━━ Task inputs ━━

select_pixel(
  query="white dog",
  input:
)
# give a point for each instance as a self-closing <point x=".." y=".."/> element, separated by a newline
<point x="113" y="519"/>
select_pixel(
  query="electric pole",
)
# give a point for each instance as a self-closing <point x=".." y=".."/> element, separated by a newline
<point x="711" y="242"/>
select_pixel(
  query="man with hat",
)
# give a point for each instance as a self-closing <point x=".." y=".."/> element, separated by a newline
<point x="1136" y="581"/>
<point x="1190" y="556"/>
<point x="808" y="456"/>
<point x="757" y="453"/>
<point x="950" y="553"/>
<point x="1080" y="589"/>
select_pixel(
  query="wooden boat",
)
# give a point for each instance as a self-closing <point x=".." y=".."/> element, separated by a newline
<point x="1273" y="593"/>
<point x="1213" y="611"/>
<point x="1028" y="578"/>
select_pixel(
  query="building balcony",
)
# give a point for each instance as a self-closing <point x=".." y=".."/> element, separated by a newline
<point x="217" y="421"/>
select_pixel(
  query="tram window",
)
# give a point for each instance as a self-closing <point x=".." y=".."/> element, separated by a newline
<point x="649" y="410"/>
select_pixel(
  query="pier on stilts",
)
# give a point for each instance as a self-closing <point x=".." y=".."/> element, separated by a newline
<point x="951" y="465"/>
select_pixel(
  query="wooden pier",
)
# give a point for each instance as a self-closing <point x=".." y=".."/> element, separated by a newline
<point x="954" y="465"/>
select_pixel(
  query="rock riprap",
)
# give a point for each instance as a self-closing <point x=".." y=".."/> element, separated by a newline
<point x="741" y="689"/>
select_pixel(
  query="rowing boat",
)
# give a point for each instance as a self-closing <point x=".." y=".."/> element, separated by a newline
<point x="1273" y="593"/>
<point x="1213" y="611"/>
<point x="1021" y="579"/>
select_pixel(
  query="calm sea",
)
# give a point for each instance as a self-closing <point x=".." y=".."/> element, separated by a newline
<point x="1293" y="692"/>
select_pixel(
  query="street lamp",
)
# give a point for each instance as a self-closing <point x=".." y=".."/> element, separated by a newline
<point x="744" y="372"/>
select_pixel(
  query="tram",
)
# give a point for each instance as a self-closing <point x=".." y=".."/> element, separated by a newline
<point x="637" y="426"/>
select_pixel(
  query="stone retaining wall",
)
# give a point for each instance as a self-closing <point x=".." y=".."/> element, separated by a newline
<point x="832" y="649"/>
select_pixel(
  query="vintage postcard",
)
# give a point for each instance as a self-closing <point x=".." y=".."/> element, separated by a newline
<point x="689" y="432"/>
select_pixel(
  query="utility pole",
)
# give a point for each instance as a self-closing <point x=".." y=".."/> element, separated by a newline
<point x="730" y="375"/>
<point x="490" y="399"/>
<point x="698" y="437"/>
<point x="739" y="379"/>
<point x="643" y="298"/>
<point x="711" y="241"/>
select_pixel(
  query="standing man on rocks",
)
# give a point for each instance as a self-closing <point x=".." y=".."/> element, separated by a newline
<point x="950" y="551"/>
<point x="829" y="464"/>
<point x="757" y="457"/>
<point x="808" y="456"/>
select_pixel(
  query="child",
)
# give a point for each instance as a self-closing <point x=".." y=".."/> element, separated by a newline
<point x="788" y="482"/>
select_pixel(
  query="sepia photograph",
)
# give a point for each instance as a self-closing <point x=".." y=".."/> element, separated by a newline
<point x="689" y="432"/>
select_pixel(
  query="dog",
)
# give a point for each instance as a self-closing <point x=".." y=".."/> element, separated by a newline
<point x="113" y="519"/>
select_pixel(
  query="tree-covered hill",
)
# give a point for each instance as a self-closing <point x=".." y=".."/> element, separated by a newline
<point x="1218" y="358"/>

━━━

### Work instruction
Produce the records once again, exactly as they stand above.

### Result
select_pixel(
  query="white dog",
  input:
)
# give a point for each instance as a self-closing <point x=".." y=".."/> element, separated by a newline
<point x="113" y="519"/>
select_pixel(
  query="electric pole",
)
# give a point for each instance as a self-closing <point x=".." y=".."/> element, separated by a newline
<point x="711" y="242"/>
select_pixel(
  query="man with hat",
)
# give a point for each instance as a self-closing <point x=".." y=".."/> element, separated by a newline
<point x="1136" y="581"/>
<point x="1190" y="556"/>
<point x="808" y="456"/>
<point x="757" y="453"/>
<point x="950" y="553"/>
<point x="1080" y="589"/>
select_pixel(
  query="wooden boat",
)
# give a point for each instance as a self-closing <point x=".." y=".."/> element, separated by a newline
<point x="1273" y="593"/>
<point x="1213" y="611"/>
<point x="1028" y="578"/>
select_pixel(
  query="building balcony",
)
# give a point for each instance as a self-closing <point x=".." y=".."/> element, separated by a newline
<point x="217" y="421"/>
select_pixel(
  query="tram window",
)
# give a point for each instance as a self-closing <point x=".." y=".."/> element, separated by a newline
<point x="649" y="410"/>
select_pixel(
  query="pier on stilts",
)
# give a point for each instance as a self-closing <point x=".." y=".."/> element, separated by a newline
<point x="951" y="465"/>
select_pixel(
  query="wooden pier",
)
# give a point for each instance as a self-closing <point x=".." y=".."/> element, separated by a newline
<point x="954" y="465"/>
select_pixel(
  query="rock riprap",
)
# give a point for each instance as a self-closing <point x=".." y=".."/> element, separated by a newline
<point x="741" y="689"/>
select_pixel(
  query="rowing boat",
)
# give a point for each instance as a self-closing <point x=".." y=".."/> element, separated by a newline
<point x="1273" y="593"/>
<point x="1213" y="611"/>
<point x="1021" y="579"/>
select_pixel(
  query="calm sea",
)
# give a point for each instance as a self-closing <point x=".." y=".."/> element, separated by a newline
<point x="1293" y="692"/>
select_pixel(
  query="street lamp",
)
# give a point for each instance as a self-closing <point x=".." y=".."/> element, separated by a newline
<point x="744" y="372"/>
select_pixel(
  query="tram",
)
# give a point for each instance as a self-closing <point x=".." y=".."/> element, separated by a newline
<point x="637" y="426"/>
select_pixel(
  query="stone retaining wall",
)
# give a point for each instance as a self-closing <point x=".." y=".."/> element, separated by a newline
<point x="832" y="649"/>
select_pixel(
  query="vintage postcard",
)
# give a point for each instance as a self-closing <point x=".." y=".."/> element, separated by a newline
<point x="689" y="432"/>
select_pixel(
  query="utility pole",
)
# give a point for each instance as a self-closing <point x=".." y=".."/> element, separated by a newline
<point x="730" y="375"/>
<point x="490" y="399"/>
<point x="698" y="437"/>
<point x="739" y="379"/>
<point x="643" y="298"/>
<point x="711" y="241"/>
select_pixel(
  query="standing man on rocks",
)
# give a point for each instance as a self-closing <point x=".." y=".."/> element, separated by a newline
<point x="950" y="551"/>
<point x="829" y="464"/>
<point x="757" y="457"/>
<point x="808" y="456"/>
select_pixel(
  query="child",
)
# give a point for each instance as a self-closing <point x=".." y=".."/> element, separated by a newline
<point x="788" y="482"/>
select_pixel(
  query="sepia photograph",
)
# give a point for each instance as a self-closing <point x=".." y=".."/> element, separated by a newline
<point x="689" y="432"/>
select_pixel(
  query="dog",
)
# give a point for each instance as a self-closing <point x=".." y=".."/> element, separated by a newline
<point x="113" y="519"/>
select_pixel(
  query="tree-covered hill",
)
# give a point for each instance as a self-closing <point x=".." y=".."/> element, separated by a newline
<point x="1218" y="358"/>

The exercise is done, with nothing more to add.